USING THE INFORMATION -
a) Answer the following from the text on Thomas Ken, one answer per line:
(i) Where was Ken born?
(ii) In what year did he enter Winchester College?
(iii) In what year was his Manual of Prayers first published?
b) Carry on the text on Thomas Ken from the point where it ends.

English cleric and bishop (1637–1711)

Thomas Ken (July 1637 – 19 March 1711) was an English cleric who was considered the most eminent of the English non-juring bishops, and one of the developers of modern English hymnody. He is the writer of the hymn Awake My Soul and with the Sun.

==Early life==

Thomas Ken was born in 1637 at Little Berkhampstead, Hertfordshire. His father was Thomas Ken of Furnival's Inn, of the Ken family of Ken Place, in Somerset; his mother was the daughter of little known English poet John Chalkhill. In 1646 Ken's stepsister, Anne, married Izaak Walton, author of The Compleat Angler, a connection which brought Ken under the influence of this gentle and devout man.

In 1652 Ken entered Winchester College, and in 1656 became a student of Hart Hall, Oxford. He gained a fellowship at New College in 1657, and proceeded B.A. in 1661 and M.A. in 1664.
He was for some time tutor of his college; but the most characteristic reminiscence of his university life is the mention made by Anthony Wood that in the musical gatherings of the time Thomas Ken of New College, a junior, would be sometimes among them, and sing his part.
Ordained in 1662, he successively held the livings of Little Easton in Essex, St. Mary's Church, Brighstone in the Isle of Wight, and East Woodhay in Hampshire; in 1672 he resigned the last of these, and returned to Winchester, being by this time a prebendary of the cathedral, and chaplain to the bishop, as well as a fellow of Winchester College.

He remained there for several years, acting as curate in one of the lowest districts, preparing his Manual of Prayers for the use of the Scholars of Winchester College (first published in 1674), and composing hymns.

INPUT DATA -
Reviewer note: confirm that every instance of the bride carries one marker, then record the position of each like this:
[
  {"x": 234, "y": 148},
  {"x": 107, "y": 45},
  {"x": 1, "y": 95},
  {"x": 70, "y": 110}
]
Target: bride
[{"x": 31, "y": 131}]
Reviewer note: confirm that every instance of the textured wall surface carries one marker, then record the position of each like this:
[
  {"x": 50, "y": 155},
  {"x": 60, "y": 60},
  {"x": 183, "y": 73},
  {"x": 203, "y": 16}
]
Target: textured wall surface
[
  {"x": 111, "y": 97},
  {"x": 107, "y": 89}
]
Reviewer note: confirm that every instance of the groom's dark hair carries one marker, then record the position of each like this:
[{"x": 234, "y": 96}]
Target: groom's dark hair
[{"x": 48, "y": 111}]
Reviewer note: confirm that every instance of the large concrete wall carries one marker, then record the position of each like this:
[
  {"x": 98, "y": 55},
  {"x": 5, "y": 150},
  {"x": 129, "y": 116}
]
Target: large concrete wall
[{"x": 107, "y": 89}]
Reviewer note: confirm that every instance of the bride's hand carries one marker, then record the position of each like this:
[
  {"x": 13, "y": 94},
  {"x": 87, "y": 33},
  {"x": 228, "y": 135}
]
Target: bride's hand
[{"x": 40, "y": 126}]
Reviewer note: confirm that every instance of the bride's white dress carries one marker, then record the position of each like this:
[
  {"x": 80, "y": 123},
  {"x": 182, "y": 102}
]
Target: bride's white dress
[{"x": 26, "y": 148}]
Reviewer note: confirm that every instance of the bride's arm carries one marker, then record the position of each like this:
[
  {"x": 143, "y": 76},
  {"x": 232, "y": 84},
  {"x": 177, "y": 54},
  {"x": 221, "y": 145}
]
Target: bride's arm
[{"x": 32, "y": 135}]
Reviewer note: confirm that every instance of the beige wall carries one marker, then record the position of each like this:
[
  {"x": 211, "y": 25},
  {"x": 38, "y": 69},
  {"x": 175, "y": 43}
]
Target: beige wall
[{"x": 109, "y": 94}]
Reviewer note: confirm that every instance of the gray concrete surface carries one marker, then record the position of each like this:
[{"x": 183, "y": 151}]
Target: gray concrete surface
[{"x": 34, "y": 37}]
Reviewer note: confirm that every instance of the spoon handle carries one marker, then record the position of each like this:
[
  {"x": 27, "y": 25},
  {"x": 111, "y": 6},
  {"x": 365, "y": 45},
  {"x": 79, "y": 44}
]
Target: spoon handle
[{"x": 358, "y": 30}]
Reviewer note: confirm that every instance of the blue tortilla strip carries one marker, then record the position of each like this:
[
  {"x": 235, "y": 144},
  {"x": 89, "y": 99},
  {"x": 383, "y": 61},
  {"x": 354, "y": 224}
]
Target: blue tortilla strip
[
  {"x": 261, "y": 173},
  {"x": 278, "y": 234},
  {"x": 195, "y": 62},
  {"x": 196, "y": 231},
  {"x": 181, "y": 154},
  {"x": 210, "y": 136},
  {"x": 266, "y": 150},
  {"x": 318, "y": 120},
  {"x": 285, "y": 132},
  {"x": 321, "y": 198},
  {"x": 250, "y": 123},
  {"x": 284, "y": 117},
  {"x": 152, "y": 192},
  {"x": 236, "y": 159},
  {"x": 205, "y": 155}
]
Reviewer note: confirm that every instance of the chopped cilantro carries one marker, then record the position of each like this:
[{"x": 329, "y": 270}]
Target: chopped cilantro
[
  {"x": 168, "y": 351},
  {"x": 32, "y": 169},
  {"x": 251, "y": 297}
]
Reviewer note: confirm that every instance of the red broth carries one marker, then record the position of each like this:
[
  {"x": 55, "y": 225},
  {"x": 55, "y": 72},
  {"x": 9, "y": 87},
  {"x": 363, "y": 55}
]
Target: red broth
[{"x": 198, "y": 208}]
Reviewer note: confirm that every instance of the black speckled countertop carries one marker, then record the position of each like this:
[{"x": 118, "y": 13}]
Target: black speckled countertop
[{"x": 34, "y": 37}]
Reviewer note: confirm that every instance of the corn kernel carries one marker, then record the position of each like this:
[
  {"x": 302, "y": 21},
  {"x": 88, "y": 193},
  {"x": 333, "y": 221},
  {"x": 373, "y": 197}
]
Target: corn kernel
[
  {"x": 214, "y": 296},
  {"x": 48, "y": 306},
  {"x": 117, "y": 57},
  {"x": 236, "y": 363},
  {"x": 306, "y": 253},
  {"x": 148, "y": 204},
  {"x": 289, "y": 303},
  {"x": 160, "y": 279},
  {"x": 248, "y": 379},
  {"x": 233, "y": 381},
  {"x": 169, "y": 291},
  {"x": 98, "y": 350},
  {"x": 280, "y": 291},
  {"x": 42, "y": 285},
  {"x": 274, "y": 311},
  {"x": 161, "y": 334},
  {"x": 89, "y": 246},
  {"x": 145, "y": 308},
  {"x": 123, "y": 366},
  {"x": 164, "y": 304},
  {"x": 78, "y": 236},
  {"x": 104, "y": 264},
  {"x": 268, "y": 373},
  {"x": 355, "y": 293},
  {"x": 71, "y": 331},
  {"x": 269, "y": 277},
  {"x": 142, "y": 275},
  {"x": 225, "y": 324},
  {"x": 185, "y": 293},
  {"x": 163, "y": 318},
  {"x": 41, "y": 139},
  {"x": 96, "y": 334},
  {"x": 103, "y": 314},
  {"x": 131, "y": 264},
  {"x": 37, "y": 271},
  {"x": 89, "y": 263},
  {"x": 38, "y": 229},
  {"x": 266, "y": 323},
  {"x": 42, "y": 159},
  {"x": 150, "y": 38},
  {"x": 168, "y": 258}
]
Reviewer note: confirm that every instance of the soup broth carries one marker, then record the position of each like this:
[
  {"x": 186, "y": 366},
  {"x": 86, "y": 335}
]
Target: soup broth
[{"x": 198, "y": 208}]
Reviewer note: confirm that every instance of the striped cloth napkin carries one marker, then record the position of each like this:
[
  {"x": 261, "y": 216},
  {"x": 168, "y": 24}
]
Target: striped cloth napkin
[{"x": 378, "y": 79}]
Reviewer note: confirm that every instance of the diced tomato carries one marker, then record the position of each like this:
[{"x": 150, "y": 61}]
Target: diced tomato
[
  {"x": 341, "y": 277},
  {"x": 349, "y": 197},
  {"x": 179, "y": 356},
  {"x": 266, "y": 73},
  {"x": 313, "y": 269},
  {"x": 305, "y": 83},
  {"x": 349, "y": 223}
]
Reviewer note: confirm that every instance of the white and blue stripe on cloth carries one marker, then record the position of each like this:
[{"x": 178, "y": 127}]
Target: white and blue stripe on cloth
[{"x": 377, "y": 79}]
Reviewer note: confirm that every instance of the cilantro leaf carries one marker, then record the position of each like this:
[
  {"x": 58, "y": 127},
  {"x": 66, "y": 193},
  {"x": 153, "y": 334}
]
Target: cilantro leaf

ANSWERS PROVIDED -
a)
(i) Little Berkhampstead, Hertfordshire
(ii) 1652
(iii) 1674

b)
It was at this time that he wrote, primarily for the same body as his prayers, his morning, evening and midnight hymns, the first two of which, beginning "Awake, my soul, and with the sun" and "Glory to Thee, my God, this night", are well known. The latter is often made to begin with the line "All praise to Thee, my God, this night", which is how it appeared in a 1692 pamphlet printed by Richard Smith. However, this publication was likely made without Ken's permission, and subsequent editions over which he had control revert to "Glory to Thee, my God, this night". Both of these hymns end with a doxology beginning "Praise God, from whom all blessings flow," which is widely sung today by itself, often to the tune Old 100th. "Awake, my soul, and with the sun" was included as Hymn 1 in the first edition of Hymns Ancient and Modern, while "Glory to Thee, my God, this night" was Hymn 10.

In 1674 Ken paid a visit to Rome in company with his nephew, the young Isaac Walton (son of Ken's sister Anne and the writer Izaak Walton), and this journey seems mainly to have resulted in confirming his regard for the Anglican communion.

==Ken and Charles II==
In 1679, Ken was appointed by Charles II chaplain to the Princess Mary, wife of William of Orange. While with the court at The Hague, he incurred the displeasure of William by insisting that a promise of marriage, made to an English lady of high birth by a relative of the prince, should be kept; and he therefore gladly returned to England in 1680, when he was immediately appointed one of the king's chaplains.

He was once more residing at Winchester in 1683 when Charles came to the city with his slightly disreputable court. His residence was chosen as the home of Nell Gwynne, the King's official mistress. Ken stoutly objected and succeeded in making the favourite find quarters elsewhere. In August of this same year he accompanied Lord Dartmouth to Tangier as chaplain to the fleet, and Pepys, who was one of the company, has left on record some quaint and kindly reminiscences of him and of his services on board.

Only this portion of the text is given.